◆ The request ◆
Please gather and copy every line in the entries below that contains the word "stands".

*** Task data ***

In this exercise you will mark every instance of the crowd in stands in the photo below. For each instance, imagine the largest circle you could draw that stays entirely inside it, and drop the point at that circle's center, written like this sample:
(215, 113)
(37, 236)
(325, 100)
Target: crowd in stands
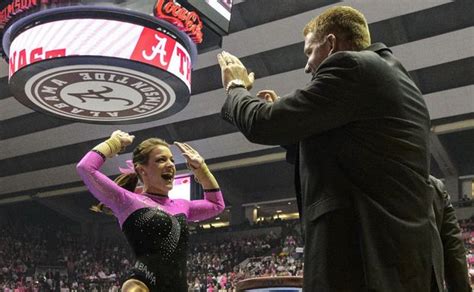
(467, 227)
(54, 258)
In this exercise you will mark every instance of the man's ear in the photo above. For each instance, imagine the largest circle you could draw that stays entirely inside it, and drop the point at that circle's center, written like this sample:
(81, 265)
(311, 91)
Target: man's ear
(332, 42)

***
*** Task data ***

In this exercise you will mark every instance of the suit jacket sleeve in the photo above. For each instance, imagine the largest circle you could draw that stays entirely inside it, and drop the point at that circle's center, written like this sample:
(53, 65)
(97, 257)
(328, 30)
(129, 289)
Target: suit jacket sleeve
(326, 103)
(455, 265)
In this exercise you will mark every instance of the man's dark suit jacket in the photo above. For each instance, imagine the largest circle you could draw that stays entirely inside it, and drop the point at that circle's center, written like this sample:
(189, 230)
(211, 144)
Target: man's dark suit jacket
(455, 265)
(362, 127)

***
*** Task data ***

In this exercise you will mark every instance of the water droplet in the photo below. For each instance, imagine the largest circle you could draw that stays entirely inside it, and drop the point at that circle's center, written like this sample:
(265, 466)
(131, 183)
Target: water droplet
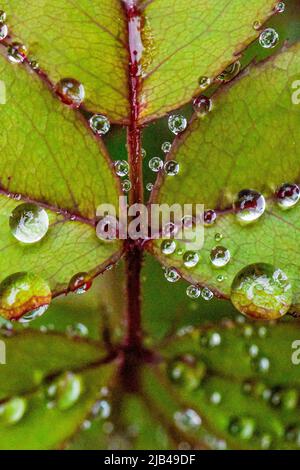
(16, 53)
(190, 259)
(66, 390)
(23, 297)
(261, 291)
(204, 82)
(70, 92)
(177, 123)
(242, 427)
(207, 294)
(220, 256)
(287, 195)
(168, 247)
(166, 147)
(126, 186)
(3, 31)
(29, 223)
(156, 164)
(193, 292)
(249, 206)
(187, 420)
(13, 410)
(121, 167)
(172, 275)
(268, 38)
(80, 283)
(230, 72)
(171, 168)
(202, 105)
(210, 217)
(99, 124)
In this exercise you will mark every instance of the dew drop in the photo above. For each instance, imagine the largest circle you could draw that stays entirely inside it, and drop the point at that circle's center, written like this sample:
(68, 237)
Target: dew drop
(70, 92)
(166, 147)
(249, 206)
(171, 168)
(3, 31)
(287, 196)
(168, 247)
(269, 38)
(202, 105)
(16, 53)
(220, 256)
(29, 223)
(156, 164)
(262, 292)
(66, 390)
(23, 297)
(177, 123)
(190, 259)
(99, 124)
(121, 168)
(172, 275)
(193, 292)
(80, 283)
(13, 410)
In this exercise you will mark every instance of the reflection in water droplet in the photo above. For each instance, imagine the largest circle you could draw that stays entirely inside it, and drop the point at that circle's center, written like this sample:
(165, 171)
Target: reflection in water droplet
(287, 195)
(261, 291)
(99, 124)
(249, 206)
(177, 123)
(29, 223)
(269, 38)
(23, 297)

***

◆ Complete output ◆
In this exercise you will mark every instance of the crowd in stands in the photo below. For each instance, imagine the largest circle you could draw that stays entirely inside it, and drop the point at that circle's center, written like this sample:
Target: crowd in stands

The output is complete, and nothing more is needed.